◆ **AIM**
Copy only what runs from the line containing "For this evaluation, locate the woman's neck" through the end of the material below, line for line, with both ends included.
───── INPUT ─────
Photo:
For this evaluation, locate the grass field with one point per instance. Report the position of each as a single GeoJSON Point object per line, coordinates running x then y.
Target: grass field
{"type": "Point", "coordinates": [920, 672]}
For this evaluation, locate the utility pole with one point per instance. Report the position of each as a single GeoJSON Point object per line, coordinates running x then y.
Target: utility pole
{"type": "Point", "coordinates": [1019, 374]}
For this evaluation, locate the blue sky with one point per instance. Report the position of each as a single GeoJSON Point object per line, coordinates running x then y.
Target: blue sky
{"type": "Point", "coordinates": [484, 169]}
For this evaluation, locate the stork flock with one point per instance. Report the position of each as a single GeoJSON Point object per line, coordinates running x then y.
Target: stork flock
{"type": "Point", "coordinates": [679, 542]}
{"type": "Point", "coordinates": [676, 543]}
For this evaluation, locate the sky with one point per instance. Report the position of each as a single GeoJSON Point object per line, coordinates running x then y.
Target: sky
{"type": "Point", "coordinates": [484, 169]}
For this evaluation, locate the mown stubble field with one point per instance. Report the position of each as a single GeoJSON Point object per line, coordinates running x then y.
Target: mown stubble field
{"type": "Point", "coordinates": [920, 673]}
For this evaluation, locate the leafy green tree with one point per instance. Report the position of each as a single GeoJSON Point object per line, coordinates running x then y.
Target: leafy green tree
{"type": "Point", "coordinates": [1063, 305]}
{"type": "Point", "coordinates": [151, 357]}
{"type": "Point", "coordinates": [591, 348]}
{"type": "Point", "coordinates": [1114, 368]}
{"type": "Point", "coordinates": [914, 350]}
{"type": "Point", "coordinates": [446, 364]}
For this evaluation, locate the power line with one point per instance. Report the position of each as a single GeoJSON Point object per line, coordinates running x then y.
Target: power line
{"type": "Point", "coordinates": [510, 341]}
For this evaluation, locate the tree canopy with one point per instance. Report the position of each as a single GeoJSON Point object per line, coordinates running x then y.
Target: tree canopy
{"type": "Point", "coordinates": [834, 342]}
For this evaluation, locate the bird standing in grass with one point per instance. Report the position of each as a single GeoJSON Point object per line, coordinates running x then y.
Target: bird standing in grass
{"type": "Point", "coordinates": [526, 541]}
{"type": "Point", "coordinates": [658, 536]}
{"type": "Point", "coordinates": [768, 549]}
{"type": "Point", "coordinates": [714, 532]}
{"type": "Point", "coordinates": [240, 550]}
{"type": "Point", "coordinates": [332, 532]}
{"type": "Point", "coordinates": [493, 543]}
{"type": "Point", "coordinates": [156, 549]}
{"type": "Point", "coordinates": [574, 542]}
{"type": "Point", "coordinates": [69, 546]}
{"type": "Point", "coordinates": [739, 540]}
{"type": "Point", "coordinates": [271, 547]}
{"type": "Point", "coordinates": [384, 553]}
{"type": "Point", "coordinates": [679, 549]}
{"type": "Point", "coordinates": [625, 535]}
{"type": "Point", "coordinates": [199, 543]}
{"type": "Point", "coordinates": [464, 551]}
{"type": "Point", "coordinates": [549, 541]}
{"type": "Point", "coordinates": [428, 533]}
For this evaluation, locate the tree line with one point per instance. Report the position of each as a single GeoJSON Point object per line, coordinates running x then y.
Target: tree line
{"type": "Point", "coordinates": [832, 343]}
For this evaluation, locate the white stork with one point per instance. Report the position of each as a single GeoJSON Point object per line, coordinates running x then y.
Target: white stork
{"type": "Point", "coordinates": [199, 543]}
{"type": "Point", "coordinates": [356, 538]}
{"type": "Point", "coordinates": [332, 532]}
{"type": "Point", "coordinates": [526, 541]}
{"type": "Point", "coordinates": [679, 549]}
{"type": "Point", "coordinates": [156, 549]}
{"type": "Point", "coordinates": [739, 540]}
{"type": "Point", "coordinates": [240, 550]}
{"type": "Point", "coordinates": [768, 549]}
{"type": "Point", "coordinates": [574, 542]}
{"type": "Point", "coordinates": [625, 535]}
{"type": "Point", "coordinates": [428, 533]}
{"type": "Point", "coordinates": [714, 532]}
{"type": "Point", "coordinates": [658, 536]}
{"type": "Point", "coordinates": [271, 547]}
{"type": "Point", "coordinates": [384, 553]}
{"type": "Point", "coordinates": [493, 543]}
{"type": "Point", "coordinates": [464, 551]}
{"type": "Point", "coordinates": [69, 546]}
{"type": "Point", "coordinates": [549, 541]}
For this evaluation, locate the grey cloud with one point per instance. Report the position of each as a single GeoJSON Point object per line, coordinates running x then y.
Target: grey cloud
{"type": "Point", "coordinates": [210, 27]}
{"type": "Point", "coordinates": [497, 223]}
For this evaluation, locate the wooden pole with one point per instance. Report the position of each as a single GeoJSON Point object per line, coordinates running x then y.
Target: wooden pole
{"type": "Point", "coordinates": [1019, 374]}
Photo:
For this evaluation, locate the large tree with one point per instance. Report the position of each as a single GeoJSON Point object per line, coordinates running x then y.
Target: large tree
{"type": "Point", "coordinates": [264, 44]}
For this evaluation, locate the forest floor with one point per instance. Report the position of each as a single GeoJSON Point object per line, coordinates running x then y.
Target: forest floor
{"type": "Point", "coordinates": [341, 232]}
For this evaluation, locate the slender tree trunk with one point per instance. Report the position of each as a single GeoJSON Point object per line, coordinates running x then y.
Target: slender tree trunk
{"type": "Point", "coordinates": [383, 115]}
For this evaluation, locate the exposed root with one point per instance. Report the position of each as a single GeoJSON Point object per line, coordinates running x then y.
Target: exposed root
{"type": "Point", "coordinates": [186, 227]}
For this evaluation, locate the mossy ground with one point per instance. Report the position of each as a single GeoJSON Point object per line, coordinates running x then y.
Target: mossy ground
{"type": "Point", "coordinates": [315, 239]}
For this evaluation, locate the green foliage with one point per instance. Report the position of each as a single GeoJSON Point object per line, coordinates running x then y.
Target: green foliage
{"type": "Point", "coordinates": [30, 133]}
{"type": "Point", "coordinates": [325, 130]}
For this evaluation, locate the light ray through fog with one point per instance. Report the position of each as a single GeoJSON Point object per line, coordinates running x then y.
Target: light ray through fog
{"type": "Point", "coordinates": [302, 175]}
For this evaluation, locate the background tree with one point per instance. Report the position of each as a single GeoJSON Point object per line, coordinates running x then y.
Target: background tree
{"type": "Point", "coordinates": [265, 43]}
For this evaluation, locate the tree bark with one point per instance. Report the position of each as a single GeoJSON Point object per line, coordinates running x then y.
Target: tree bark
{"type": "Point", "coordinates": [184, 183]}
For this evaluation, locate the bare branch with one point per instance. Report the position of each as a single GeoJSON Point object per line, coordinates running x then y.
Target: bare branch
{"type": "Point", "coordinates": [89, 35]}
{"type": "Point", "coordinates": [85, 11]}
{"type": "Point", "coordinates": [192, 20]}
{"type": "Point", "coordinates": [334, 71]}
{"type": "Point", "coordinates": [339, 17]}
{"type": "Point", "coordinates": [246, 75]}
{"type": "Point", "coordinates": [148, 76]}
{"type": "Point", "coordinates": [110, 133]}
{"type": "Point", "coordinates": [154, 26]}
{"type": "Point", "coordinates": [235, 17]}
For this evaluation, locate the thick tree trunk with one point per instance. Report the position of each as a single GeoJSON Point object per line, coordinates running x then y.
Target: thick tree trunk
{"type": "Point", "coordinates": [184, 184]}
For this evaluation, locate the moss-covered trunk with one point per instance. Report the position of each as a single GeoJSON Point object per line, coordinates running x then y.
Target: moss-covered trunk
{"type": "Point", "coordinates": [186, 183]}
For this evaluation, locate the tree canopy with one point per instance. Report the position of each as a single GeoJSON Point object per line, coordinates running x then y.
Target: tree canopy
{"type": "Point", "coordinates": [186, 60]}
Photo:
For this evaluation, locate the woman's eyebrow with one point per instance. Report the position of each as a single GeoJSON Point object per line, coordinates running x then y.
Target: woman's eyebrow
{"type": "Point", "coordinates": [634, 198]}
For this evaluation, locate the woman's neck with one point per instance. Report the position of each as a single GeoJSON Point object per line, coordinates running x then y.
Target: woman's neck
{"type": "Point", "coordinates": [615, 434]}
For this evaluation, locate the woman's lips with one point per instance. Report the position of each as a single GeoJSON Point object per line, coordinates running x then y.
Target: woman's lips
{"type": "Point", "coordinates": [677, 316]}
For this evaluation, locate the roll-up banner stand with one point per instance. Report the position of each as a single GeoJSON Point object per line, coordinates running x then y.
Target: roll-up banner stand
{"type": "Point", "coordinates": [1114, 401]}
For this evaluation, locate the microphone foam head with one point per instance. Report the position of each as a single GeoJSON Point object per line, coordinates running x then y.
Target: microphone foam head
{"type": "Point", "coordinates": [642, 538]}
─────
◆ **RESULT BELOW**
For this evaluation, locate the woman's neck with one point per instance. Report the position of each as a single GeoJSON Point object per line, coordinates running x then y.
Target: woman's neck
{"type": "Point", "coordinates": [615, 434]}
For this evaluation, locate the woman's lips with one point per instance. Report the position of each as a single GeoJSON Point object per line, coordinates running x then y.
Target: woman's lips
{"type": "Point", "coordinates": [677, 316]}
For this evaluation, locate the roll-up banner stand with one point per instance. Report the position of each as a single GeoJSON Point object per line, coordinates running x then y.
Target: roll-up banner stand
{"type": "Point", "coordinates": [1114, 401]}
For this evaluation, locate the microphone foam head with one point per instance. Report the position of each as a single GeoJSON Point object per line, coordinates running x then y.
Target: microphone foam head
{"type": "Point", "coordinates": [642, 538]}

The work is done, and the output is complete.